* **Directive 1**
In the records, rewrite the lines between the one holding "# test: locate the man in" and the one holding "Query: trombone", inclusive, replacing "sample body" with "reference body" everywhere it occurs and leaving all else unchanged. Return only those lines.
--- start Source text ---
Julie McMahon delivered Patrick while her husband, Bobby, looked on from a photograph on the bedside table.
Patrick arrived with Bobby’s curly hair and lanky body, and has sprouted into a miniature version of his daredevil dad.
The 4-year-olds are now building images of their fathers from the wisps of other people’s memories and photographs, without even the subconscious sense of long ago cuddles or kisses on the forehead.
As each child discovers a lost father’s life, along come questions: How did daddy die? Who are the bad guys? Where did the buildings go? When they cleaned up the buildings, did they clean up daddy, too?
Marylene Cloitre, director of the Institute for Trauma and Stress at the New York University Child Study Center, says the conversation will change as they grow up. In a few years they will probably want to know whether their fathers would have loved them. As teens, they may wonder about identity - how am I like him?
“There are always questions and things that come up, and sometimes I’m thinking, ‘oh my gosh’ - you try to buy time so you can come up with an answer and do the best you can,” says Kimberly Statkevicus, whose second son was born four months after husband Derek died.
Their child, named after his father, turns 5 in January. He is matter-of-fact about what happened. “My daddy went to work one day and some bad guys came and knocked the buildings down and crushed him like a pancake,” he explains.
--- end Source text ---
--- start Data to process ---
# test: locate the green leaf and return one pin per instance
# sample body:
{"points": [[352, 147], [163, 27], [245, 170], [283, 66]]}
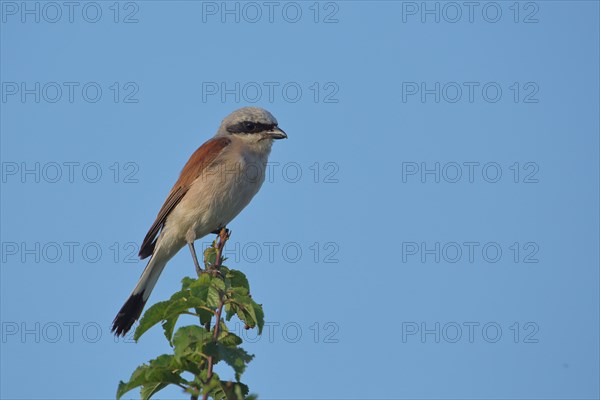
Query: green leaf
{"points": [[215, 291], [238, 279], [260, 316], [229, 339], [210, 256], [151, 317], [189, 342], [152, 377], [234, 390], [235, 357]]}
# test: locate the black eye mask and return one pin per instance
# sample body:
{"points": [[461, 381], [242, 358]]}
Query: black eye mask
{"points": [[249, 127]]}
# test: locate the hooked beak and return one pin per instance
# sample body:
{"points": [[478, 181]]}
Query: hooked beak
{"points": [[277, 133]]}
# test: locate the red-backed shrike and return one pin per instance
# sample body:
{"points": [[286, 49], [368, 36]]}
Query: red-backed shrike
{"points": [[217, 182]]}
--- end Data to process ---
--- start Data to process ---
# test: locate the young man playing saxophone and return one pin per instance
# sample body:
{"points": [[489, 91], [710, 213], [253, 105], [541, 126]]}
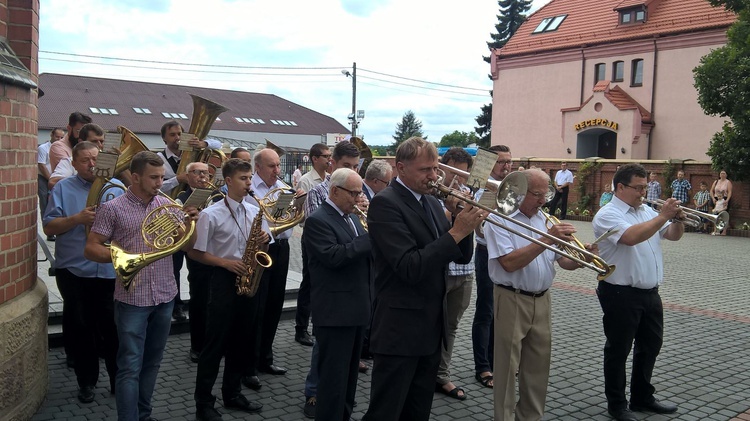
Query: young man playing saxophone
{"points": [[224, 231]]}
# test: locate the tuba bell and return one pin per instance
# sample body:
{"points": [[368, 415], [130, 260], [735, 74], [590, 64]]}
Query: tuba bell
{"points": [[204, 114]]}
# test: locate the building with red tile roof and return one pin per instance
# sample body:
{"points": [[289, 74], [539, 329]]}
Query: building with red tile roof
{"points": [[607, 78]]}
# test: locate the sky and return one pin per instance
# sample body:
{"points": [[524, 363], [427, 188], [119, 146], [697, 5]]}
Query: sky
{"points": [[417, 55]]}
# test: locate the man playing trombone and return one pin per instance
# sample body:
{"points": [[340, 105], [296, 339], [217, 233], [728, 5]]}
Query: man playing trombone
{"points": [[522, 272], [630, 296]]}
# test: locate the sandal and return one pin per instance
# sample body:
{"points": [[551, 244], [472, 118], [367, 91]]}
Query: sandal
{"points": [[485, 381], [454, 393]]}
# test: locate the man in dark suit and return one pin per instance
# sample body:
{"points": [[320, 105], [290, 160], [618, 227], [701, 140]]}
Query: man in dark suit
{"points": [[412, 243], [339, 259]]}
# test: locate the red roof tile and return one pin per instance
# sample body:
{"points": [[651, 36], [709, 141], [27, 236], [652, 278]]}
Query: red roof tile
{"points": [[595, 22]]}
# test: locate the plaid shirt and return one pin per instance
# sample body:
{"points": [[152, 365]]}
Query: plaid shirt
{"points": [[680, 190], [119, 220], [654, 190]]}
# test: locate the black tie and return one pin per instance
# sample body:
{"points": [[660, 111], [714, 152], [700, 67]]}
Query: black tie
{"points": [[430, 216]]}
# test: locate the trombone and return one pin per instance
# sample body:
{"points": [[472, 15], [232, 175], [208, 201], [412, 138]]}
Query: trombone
--- end Data to process ---
* **Directive 2**
Retype the passage about children who lost their fathers, from "The 4-year-olds are" through "up daddy, too?", inclusive, without any changes.

* **Complete answer 1**
# test: locate the man in dark suit and return one pin per instance
# reference body:
{"points": [[320, 105], [290, 160], [618, 227], [701, 140]]}
Query: man in dark suit
{"points": [[412, 243], [339, 259]]}
# test: locate the red roof tile and return one pin per instance
# reference body:
{"points": [[651, 36], [709, 141], [27, 236], [652, 278]]}
Query: red roof tile
{"points": [[595, 22]]}
# test: locate the plaid shirt and return one pin per instance
# reference body:
{"points": [[152, 365]]}
Query: plaid shirt
{"points": [[680, 190], [119, 220], [654, 190]]}
# test: locate the black tie and return one pin per instance
# reference body:
{"points": [[660, 111], [714, 152], [700, 67]]}
Query: black tie
{"points": [[430, 216]]}
# test: locate the trombone and return one pin per instance
# reference body:
{"points": [[472, 15], [232, 175], [208, 201], [412, 138]]}
Query: trombone

* **Complete answer 2**
The 4-year-olds are now building images of their fathers from the wisps of other people’s memories and photographs, without even the subconscious sense of long ago cuddles or kisses on the forehead.
As each child discovers a lost father’s life, along come questions: How did daddy die? Who are the bad guys? Where did the buildings go? When they cleaned up the buildings, did they clean up daddy, too?